(Dataset records)
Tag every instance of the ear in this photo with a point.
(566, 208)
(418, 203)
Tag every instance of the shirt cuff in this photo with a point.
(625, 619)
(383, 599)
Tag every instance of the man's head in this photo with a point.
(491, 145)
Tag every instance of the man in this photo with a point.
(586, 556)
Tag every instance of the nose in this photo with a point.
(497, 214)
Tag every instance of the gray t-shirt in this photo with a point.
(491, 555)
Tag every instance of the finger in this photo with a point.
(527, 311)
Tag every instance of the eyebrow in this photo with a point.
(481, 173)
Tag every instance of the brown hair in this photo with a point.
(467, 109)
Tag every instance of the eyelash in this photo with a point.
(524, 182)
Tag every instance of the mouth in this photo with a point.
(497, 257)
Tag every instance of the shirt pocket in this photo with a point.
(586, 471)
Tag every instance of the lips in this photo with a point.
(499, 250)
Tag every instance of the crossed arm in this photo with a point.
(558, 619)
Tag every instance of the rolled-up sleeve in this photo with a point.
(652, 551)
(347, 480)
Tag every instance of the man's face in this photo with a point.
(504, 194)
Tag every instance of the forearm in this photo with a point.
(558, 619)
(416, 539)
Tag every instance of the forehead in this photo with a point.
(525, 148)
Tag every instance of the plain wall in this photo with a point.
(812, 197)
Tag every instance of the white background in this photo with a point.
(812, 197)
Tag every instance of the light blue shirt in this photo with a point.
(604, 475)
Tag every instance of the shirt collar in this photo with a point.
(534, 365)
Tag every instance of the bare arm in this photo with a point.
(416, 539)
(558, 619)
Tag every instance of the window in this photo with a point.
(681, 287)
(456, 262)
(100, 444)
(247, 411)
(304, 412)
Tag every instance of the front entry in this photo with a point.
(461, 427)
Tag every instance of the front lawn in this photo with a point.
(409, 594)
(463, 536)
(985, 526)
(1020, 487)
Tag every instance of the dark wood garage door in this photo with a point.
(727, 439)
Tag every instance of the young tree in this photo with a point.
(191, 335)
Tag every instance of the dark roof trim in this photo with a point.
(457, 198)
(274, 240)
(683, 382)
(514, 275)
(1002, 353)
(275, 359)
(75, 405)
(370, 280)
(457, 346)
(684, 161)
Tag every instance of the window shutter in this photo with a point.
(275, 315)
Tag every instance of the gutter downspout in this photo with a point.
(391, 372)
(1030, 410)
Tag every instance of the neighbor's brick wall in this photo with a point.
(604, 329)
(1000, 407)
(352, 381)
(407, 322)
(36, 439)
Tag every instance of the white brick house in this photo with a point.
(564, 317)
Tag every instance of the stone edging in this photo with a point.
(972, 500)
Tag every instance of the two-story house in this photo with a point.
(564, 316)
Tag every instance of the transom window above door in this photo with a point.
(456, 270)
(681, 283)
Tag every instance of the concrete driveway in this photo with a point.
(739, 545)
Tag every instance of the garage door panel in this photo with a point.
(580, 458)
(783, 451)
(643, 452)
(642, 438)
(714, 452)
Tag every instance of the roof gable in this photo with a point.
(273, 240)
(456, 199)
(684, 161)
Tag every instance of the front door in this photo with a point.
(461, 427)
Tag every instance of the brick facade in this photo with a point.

_Problem_: Send back every record, precisely as written.

_Answer to the task_:
Tag every instance of the ear in this photo with a point.
(566, 208)
(418, 203)
Tag every instance of the shirt cuff in this photo with a point.
(625, 619)
(383, 599)
Tag every instance of the man's head in this photo with a point.
(491, 145)
Tag every instance of the man in this photo with a point.
(586, 556)
Tag every instance of the nose in this photo with a point.
(497, 214)
Tag every instance of the gray t-shirt in this photo with a point.
(491, 555)
Tag every instance of the finger in this photo with a point.
(527, 311)
Tag every instance of the eyebrow in this photo with a point.
(481, 173)
Tag every instance of the brown hair in this photo with a point.
(467, 109)
Tag every instance of the eyelash in this photo with a point.
(524, 182)
Tag every instance of the mouth in this photo with a point.
(497, 257)
Tag every instance of the shirt pocket in this photo with a point.
(586, 471)
Tag every instance of the lips in this photo with a point.
(499, 250)
Tag every instance of the crossed arm in this photo with a point.
(558, 619)
Tag every instance of the rolled-up sleeve in this photo with a point.
(652, 551)
(347, 480)
Tag every instance of the man's face in this photo with a point.
(504, 194)
Tag every instance of the forearm in this photo with a point.
(558, 619)
(416, 539)
Tag every instance of the forehead in this photo with a point.
(525, 148)
Tag every instance of the plain wall in this photo with a point.
(812, 197)
Tag every instance of the white background in this photo with a point.
(812, 197)
Tag every instance of the light blue shirt in this photo with a point.
(604, 475)
Tag every instance of the shirt collar in this photo with a point.
(534, 365)
Tag every instance of the bare arm in this photo with a point.
(416, 539)
(558, 619)
Tag every instance of the window in this photo with a point.
(681, 287)
(456, 262)
(100, 444)
(247, 411)
(304, 412)
Tag every instance of the front entry in this photo with a point.
(461, 427)
Tag every instance of the front lawn in this photo with a point.
(409, 594)
(463, 536)
(985, 526)
(1020, 487)
Tag every instance of the dark wood garage door in this photo with a point.
(727, 439)
Tag every instance of the young tree in this photo with a point.
(191, 335)
Tag every instance of the dark roof trim in this photo with a point.
(457, 198)
(274, 240)
(683, 382)
(514, 275)
(1002, 353)
(275, 359)
(75, 405)
(370, 280)
(457, 346)
(684, 161)
Tag every instance of the window shutter in this photo with a point.
(275, 315)
Tag every instance of the gutter downspout in this photo with a point.
(391, 372)
(1030, 410)
Tag every instance of the neighbor's brick wall in this photo with a point.
(604, 329)
(1000, 407)
(352, 381)
(407, 322)
(36, 439)
Tag every instance of the white brick house in this photo with a point.
(564, 317)
Tag every instance of the stone edging in this photo with a point.
(972, 500)
Tag every instance of the two-story house in this photo with a point.
(564, 316)
Tag every instance of the transom window above door in this photo with a point.
(456, 270)
(681, 283)
Tag every instance of the concrete driveway in this photo with a point.
(739, 545)
Tag every instance of the garage door panel in this photo with a point.
(580, 458)
(783, 451)
(643, 452)
(642, 438)
(714, 452)
Tag every instance of the roof gable in this photo with a point.
(273, 240)
(456, 199)
(684, 161)
Tag every instance of the front door in this photo with a point.
(461, 427)
Tag every instance of the brick facade in this photo with a point.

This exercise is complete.